_Task list_.
**a.** Answer these questions using the data lake architecture article:
(i) In what format does a Data Lake store raw data?
(ii) At what point are the data structure and requirements defined?
(iii) What does the article say its presented architecture is meant to demonstrate?
**b.** Carry the data lake architecture article forward from its final paragraph, continuing it in the same style.

Cloud Architecture

Data Lake Architecture: A Comprehensive Guide

12 min read • Jul 13, 2020

SM
By Mensur HajdarbegovicData Architect

Mensur has extensive experience in all aspects of corporate IT, from networking and VoIP, to infrastructure planning and hardware deployment. He's also an avid tech enthusiast and reviewer.

Share article

What is a Data Lake?

The amount of data being gathered and generated by enterprises and organizations is constantly increasing. Data Lakes evolved as a means to handle and store this ever-growing deluge of data. In enterprises and large organizations, data can easily become fragmented between various departments and teams. A Data Lake is a storage repository that can centralize and store vast amounts of raw data in its native format. The data can be structured, semi-structured, or unstructured. The data structure and requirements are not defined until the data is needed, at read-time.

This essentially means that Data Lakes create a future-proof environment for raw data, unconstrained and unfiltered by traditional, strict database rules and relations at write-time. The ingested raw data is always there, and can be re-interpreted and analyzed as needed.

Some experts think of Data Lakes as a replacement for Data Warehouses, while others see them as a staging area for filtering and feeding data into existing Data Warehouse solutions; or as a place to store data backups from Data Warehouses and databases.

It’s important to note that Data Lake architecture varies widely from application to application and architectural considerations are always subject to technical and business requirements. The Data Lake Architecture presented in this article is meant to demonstrate a common-case prototype but is far from comprehensive enough to cover the multitude of applications of modern Data Lakes.

_Data shown_.
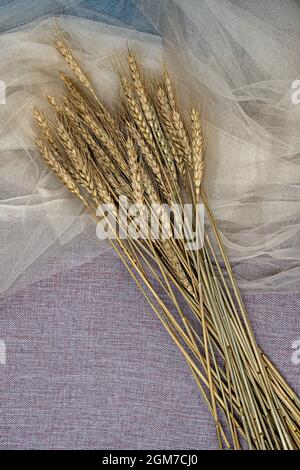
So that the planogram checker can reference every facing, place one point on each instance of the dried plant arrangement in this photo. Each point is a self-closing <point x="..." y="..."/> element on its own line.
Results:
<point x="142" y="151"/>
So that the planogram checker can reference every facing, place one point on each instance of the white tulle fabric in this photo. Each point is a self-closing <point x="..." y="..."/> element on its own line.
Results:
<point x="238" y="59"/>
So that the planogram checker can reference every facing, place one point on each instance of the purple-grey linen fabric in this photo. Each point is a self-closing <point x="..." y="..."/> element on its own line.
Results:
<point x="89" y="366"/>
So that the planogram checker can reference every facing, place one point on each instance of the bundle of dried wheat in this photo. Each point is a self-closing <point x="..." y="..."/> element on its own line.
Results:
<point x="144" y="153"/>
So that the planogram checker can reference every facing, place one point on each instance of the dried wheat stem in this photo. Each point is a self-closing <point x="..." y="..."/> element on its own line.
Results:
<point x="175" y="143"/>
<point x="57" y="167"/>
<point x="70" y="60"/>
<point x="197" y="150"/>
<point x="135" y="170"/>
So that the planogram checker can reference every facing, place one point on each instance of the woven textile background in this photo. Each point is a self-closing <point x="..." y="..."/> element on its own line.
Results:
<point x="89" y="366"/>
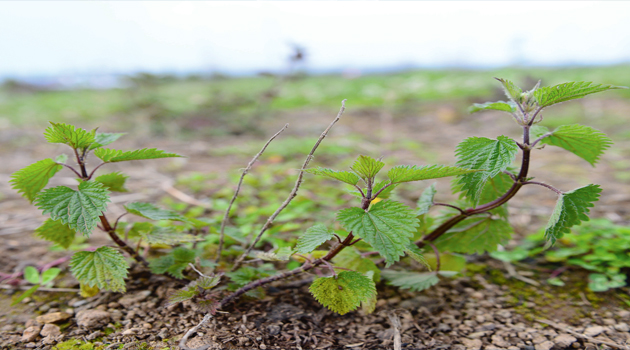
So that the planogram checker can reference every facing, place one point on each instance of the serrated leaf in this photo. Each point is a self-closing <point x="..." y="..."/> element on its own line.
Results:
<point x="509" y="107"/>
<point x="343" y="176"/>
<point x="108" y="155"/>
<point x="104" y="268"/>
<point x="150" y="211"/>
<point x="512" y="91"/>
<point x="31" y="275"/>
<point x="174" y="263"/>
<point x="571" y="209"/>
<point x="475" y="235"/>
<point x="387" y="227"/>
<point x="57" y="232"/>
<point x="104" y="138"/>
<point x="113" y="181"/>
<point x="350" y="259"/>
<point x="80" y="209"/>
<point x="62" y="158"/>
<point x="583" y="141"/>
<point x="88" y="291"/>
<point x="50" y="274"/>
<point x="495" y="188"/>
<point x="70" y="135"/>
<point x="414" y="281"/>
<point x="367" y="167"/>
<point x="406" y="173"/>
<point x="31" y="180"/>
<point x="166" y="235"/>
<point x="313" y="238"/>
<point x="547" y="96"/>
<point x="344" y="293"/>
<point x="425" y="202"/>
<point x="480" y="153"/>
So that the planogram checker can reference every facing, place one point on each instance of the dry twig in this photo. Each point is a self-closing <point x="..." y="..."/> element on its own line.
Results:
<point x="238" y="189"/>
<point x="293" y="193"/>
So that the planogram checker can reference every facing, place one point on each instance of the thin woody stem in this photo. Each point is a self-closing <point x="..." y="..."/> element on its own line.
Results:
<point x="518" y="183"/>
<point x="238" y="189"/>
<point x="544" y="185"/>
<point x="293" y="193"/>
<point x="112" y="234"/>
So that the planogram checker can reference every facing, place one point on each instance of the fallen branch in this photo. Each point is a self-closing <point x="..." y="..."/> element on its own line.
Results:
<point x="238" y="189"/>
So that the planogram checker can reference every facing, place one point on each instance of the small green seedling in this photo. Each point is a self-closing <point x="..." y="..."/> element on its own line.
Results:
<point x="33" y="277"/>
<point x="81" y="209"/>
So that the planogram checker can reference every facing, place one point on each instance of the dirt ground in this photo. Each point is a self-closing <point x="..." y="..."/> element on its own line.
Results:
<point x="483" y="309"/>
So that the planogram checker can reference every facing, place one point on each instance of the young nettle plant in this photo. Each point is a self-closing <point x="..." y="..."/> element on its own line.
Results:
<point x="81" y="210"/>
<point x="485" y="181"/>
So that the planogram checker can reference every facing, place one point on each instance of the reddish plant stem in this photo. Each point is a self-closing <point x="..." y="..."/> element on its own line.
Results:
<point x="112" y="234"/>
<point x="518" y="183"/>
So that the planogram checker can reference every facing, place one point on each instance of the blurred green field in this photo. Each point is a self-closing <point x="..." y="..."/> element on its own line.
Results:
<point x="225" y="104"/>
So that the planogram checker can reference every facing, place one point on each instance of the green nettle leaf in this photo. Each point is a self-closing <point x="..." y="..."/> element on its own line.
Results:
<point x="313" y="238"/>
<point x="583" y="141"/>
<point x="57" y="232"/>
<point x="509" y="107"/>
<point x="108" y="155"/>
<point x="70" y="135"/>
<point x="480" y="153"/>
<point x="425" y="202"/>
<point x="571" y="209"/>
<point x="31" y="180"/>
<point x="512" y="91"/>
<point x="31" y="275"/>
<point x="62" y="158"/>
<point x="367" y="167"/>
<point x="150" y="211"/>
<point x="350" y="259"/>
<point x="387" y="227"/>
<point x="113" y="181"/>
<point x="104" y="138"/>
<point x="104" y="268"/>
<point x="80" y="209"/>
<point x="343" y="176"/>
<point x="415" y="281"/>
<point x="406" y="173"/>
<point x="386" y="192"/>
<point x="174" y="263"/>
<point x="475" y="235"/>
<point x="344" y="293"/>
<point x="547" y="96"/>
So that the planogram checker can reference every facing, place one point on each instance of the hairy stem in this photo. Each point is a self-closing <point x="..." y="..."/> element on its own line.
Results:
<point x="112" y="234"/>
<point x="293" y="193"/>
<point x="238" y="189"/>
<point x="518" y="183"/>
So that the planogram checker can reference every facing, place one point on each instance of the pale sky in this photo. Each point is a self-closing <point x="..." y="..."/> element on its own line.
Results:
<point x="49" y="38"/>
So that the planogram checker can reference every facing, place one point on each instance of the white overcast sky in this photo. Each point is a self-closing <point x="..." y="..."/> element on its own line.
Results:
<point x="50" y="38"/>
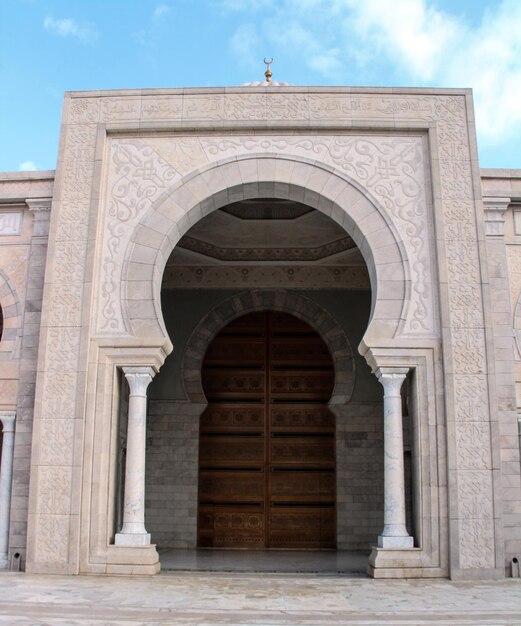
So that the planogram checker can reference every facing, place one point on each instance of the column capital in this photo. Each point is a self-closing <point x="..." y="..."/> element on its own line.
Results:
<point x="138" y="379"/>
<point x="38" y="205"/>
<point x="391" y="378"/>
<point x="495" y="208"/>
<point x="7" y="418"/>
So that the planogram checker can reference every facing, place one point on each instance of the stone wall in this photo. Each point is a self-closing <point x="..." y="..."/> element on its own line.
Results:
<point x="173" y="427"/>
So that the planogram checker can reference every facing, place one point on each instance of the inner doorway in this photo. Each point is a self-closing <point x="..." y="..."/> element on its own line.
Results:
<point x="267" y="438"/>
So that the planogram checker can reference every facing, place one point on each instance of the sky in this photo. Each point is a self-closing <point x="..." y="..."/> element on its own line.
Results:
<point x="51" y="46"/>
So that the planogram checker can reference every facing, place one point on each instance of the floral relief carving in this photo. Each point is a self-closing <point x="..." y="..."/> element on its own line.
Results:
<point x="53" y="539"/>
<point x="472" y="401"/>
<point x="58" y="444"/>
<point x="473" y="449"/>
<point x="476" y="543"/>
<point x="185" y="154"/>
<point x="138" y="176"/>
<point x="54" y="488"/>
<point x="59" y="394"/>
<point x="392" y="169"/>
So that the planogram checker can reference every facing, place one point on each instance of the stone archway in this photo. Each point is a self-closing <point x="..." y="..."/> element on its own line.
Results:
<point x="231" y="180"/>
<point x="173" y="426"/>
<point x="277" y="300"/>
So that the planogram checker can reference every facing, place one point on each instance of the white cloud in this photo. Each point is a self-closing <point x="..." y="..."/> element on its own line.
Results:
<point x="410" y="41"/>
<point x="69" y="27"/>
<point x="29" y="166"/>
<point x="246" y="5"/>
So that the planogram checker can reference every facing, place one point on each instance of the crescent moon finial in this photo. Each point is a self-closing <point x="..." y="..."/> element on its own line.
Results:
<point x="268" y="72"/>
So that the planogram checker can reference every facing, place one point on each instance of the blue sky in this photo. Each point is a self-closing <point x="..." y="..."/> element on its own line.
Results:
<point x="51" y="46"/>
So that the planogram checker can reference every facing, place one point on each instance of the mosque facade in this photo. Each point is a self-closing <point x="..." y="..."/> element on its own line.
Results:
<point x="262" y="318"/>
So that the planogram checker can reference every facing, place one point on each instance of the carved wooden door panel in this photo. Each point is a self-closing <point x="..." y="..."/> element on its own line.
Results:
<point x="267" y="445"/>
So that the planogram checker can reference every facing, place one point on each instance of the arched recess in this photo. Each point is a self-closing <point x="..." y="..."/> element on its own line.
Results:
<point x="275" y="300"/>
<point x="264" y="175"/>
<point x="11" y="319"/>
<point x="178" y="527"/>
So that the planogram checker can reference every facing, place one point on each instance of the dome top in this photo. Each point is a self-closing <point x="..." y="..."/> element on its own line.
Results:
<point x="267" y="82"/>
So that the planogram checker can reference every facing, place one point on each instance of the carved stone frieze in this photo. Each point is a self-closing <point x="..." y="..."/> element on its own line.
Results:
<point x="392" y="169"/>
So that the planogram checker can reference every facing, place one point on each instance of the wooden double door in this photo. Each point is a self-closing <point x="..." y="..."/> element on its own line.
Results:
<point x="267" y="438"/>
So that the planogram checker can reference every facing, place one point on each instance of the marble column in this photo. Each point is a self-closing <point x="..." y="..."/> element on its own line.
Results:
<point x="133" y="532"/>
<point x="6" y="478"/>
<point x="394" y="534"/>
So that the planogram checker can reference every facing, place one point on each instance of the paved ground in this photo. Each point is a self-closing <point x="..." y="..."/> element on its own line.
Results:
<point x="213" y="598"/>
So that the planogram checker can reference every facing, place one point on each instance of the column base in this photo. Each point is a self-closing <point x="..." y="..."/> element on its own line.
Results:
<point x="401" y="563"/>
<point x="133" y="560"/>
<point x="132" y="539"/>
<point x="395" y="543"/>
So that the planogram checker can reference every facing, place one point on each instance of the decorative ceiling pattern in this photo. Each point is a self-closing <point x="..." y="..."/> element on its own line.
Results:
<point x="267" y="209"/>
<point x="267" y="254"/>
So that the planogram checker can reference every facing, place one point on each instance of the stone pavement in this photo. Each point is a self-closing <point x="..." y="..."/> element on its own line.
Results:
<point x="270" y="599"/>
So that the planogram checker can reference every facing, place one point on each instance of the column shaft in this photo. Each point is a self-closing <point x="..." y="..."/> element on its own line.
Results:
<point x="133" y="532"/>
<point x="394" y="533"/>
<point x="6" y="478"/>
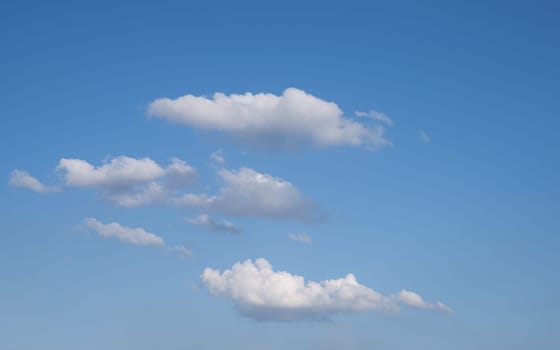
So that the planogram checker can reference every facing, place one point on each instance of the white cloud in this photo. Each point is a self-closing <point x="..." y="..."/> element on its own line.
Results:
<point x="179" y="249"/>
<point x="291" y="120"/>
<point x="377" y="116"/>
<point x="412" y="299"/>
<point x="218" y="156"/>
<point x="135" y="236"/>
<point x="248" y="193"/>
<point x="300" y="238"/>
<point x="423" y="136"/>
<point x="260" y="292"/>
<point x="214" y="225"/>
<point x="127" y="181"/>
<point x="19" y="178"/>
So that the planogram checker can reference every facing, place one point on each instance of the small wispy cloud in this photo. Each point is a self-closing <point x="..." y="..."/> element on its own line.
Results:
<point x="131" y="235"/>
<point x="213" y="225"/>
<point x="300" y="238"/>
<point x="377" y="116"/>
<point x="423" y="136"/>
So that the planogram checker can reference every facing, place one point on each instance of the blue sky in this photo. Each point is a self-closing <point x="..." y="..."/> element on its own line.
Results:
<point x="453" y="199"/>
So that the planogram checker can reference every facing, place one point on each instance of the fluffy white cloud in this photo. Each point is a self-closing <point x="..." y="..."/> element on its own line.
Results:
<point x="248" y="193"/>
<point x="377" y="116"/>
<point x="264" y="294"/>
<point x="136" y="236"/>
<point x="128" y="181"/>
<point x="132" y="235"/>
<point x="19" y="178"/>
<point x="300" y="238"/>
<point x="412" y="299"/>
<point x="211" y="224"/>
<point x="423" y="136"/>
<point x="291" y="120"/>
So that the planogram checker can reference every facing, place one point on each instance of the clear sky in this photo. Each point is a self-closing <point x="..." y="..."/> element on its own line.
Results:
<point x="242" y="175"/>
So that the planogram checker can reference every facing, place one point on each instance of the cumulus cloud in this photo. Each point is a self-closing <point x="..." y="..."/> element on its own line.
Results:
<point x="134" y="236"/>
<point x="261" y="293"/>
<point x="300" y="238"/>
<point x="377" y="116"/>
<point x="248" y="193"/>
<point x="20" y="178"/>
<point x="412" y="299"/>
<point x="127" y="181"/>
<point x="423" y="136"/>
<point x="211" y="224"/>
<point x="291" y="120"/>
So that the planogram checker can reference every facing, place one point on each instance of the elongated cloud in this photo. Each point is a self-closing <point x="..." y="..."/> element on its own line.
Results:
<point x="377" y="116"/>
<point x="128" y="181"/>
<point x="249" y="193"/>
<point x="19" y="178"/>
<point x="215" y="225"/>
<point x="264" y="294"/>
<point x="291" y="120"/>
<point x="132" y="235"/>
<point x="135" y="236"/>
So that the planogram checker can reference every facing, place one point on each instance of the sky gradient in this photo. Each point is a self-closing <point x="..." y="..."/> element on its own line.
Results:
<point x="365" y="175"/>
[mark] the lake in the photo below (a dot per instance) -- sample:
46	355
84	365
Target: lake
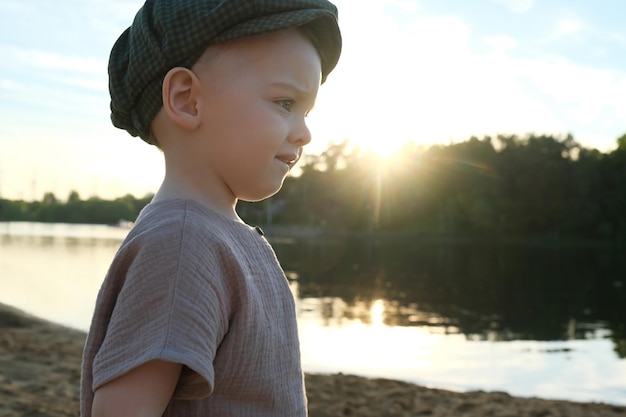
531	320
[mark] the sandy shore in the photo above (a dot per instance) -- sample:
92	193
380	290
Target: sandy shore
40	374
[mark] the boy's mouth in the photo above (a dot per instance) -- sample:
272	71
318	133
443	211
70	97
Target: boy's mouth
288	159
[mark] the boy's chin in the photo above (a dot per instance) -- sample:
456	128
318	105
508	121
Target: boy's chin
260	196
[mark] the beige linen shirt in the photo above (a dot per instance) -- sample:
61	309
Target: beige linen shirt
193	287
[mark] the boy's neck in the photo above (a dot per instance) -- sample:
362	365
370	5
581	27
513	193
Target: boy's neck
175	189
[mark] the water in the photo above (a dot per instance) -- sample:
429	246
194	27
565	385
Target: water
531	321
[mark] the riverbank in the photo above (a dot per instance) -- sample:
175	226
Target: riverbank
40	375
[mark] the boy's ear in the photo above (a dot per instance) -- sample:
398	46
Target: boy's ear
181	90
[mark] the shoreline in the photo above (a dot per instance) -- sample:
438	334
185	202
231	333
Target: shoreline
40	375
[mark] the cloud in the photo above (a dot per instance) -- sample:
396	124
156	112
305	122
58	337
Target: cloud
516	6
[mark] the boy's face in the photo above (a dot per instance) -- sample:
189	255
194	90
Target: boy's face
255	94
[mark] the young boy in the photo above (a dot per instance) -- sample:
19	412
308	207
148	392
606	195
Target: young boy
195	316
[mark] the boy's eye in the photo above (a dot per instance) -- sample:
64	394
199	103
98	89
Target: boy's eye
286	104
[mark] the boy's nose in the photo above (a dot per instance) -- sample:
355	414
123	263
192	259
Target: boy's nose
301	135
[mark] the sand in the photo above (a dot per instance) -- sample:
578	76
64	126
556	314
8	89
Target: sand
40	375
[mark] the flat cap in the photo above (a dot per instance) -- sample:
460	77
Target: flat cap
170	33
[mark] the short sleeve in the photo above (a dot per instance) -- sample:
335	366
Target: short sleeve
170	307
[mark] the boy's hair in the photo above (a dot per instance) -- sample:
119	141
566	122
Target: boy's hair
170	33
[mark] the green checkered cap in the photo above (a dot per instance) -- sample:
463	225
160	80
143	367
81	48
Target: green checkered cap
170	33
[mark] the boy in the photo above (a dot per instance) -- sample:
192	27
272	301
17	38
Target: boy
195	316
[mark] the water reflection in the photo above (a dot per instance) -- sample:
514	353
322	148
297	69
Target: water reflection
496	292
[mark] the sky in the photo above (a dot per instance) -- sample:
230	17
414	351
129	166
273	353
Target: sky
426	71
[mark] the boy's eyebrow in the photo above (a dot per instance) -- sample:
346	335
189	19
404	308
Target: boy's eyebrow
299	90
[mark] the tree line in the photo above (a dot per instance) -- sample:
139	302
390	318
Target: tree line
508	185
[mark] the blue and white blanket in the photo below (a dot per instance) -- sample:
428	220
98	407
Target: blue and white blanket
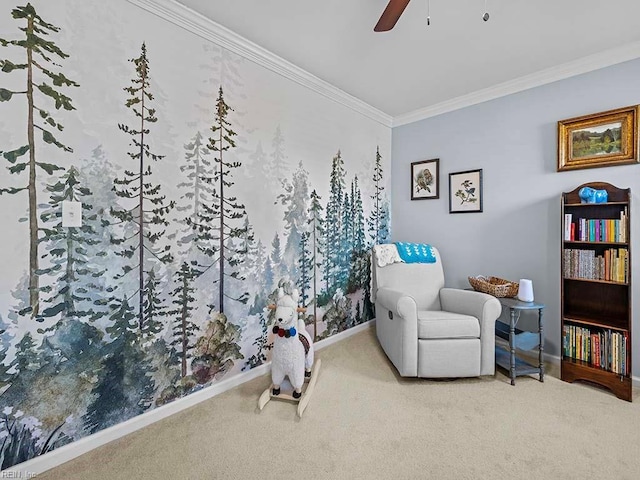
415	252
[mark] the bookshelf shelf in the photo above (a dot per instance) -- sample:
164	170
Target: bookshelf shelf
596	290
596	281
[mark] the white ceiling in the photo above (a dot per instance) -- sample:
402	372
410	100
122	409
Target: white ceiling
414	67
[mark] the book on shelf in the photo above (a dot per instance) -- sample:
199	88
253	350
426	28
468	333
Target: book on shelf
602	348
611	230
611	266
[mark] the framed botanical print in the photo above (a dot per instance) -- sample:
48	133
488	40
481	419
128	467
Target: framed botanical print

_Results for each task_.
**a.**
(i) In its native format.
(ii) When the data is needed, at read-time.
(iii) A common-case prototype.

**b.**
Data Lake Architecture Layers

Data processing in Data Lakes can be loosely organized in the following conceptual model:

Ingestion Layer

The Ingestion Layer is tasked with ingesting raw data into the Data Lake. Modification of raw data is prohibited. Raw data can be ingested in batches or in real-time, and is organized in a logical folder structure. The Ingestion layer can accommodate data from different external sources, such as:

  • Social networks
  • IoT devices
  • Wearable devices
  • Data streaming devices

One of the advantages is that it can quickly ingest almost any type of data covering any system, including (but not limited to):

  • Real-time data from connected health monitoring devices
  • Video streams from security cameras
  • Videos, photographs or geolocation data from mobile phones
  • All types of telemetry data
Distillation Layer

The Distillation Layer converts the data stored by the Ingestion Layer to structured data for further analysis. In this layer, raw data is interpreted and transformed into structured data sets and subsequently stored as files or tables. The data is cleansed, denormalized, and derived at this stage, and then becomes uniform in terms of encoding, format, and data type.

Processing Layer

The Processing Layer runs user queries and advanced analytical tools on structured data. Processes can be run in real-time, as a batch, or interactively. Business logic is applied in this layer and data is consumed by analytical applications. This layer is also known as trusted, gold, or production-ready.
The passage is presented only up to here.